DATA LISTING =

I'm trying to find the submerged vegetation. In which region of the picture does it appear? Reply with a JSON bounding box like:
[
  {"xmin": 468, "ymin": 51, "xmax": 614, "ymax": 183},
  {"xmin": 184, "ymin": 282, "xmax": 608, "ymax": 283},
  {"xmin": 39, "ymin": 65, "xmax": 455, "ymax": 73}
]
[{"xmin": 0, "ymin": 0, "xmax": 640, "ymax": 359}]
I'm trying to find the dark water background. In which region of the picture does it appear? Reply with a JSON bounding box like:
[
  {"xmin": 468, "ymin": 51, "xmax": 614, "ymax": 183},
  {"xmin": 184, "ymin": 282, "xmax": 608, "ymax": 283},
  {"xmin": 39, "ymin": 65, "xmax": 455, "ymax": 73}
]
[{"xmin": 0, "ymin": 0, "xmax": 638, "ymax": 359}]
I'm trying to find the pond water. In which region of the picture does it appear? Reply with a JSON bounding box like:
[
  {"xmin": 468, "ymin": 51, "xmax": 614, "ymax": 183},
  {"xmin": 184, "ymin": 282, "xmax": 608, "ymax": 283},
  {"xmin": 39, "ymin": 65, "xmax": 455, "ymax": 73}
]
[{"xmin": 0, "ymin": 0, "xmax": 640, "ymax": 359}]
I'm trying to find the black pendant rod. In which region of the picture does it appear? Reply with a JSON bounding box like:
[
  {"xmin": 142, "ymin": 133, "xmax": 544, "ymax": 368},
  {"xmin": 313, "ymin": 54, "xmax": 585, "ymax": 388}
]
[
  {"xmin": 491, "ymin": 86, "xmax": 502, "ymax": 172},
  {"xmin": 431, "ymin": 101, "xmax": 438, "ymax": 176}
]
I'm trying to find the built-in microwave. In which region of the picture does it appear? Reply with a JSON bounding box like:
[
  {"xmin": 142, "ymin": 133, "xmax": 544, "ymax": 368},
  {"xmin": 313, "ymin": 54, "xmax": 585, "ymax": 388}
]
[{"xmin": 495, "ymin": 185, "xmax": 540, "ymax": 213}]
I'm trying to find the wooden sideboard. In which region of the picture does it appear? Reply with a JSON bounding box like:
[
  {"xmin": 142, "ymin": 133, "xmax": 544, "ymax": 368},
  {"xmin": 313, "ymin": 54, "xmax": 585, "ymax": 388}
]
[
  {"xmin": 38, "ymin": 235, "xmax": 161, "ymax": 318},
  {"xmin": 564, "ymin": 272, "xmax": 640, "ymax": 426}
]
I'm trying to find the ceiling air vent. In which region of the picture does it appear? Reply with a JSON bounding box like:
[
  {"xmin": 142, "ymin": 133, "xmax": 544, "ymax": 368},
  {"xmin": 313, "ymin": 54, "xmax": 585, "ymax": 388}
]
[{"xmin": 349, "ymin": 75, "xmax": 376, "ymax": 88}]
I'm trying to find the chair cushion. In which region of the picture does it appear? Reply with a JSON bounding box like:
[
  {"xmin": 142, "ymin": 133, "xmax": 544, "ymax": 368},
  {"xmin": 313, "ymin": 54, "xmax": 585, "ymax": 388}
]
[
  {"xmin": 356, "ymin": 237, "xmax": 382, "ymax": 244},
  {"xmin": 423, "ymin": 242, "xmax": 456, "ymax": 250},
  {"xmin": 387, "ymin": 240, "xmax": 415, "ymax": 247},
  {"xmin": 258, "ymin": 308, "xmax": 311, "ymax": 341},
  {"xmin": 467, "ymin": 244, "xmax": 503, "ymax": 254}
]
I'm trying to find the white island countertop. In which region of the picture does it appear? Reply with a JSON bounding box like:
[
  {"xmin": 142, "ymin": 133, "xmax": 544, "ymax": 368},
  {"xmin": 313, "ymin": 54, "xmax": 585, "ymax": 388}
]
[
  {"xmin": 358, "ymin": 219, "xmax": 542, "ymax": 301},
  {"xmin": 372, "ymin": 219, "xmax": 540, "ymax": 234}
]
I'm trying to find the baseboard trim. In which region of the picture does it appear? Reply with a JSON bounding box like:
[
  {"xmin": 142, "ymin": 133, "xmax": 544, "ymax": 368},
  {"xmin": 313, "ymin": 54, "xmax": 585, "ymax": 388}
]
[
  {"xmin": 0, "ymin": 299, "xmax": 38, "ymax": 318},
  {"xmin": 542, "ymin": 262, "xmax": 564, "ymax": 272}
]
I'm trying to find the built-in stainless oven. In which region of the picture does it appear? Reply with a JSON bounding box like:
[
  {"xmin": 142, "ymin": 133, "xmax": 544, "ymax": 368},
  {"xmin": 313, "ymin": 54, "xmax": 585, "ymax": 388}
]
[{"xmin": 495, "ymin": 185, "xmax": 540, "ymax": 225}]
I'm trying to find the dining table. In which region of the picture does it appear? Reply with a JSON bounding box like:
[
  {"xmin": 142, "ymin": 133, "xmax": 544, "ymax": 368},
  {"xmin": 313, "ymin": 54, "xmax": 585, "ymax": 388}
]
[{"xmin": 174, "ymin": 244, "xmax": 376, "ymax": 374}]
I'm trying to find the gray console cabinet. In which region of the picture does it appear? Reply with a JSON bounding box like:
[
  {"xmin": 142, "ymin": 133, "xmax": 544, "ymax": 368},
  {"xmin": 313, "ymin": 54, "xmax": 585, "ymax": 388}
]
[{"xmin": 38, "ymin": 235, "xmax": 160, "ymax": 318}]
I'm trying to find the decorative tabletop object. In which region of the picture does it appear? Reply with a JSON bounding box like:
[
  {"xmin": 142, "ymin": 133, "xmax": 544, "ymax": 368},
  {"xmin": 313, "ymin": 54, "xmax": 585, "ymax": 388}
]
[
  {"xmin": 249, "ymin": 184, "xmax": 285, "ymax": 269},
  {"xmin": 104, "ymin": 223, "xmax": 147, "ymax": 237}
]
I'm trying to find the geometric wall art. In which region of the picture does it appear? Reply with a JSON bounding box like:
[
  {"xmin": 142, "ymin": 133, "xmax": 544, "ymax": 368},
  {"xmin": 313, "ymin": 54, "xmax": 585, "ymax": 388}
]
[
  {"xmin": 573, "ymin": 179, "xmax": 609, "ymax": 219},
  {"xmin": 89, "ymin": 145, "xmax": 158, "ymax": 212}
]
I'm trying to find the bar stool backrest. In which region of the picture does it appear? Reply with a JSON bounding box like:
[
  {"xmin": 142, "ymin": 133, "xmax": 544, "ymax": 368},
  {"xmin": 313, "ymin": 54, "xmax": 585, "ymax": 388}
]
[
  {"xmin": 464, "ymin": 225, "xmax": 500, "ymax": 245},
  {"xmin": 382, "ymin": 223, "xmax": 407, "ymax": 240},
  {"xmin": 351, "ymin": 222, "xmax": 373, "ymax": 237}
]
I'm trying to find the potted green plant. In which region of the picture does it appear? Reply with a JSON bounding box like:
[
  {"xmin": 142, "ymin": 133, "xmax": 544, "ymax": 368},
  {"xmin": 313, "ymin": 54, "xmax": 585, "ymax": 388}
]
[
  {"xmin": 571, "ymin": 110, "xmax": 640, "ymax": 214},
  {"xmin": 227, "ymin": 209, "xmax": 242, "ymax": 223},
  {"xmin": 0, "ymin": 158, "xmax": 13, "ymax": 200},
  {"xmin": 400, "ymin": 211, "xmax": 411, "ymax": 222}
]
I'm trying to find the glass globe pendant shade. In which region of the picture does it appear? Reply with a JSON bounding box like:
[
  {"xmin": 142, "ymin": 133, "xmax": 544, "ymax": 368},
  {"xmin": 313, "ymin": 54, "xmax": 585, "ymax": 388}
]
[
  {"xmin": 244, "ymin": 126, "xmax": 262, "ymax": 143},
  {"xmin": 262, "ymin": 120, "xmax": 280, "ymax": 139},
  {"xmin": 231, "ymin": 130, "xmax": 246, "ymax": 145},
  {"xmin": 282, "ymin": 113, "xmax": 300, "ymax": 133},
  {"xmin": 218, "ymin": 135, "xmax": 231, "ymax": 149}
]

THE PROBLEM = Copy out the rows from the line containing "I'm trying to find the glass" through the end of the rows, requests included, adding 83 to every bounding-box coordinate in the answers. Leave the requests and their sample coordinates unchanged.

RESULT =
I'm trying to find the glass globe pendant shade. In which region of the picture does it appear? Reply with a JSON bounding box like:
[
  {"xmin": 142, "ymin": 133, "xmax": 544, "ymax": 368},
  {"xmin": 313, "ymin": 54, "xmax": 585, "ymax": 388}
]
[
  {"xmin": 327, "ymin": 209, "xmax": 345, "ymax": 226},
  {"xmin": 345, "ymin": 203, "xmax": 363, "ymax": 222},
  {"xmin": 314, "ymin": 213, "xmax": 329, "ymax": 228},
  {"xmin": 365, "ymin": 196, "xmax": 383, "ymax": 216},
  {"xmin": 301, "ymin": 218, "xmax": 314, "ymax": 232}
]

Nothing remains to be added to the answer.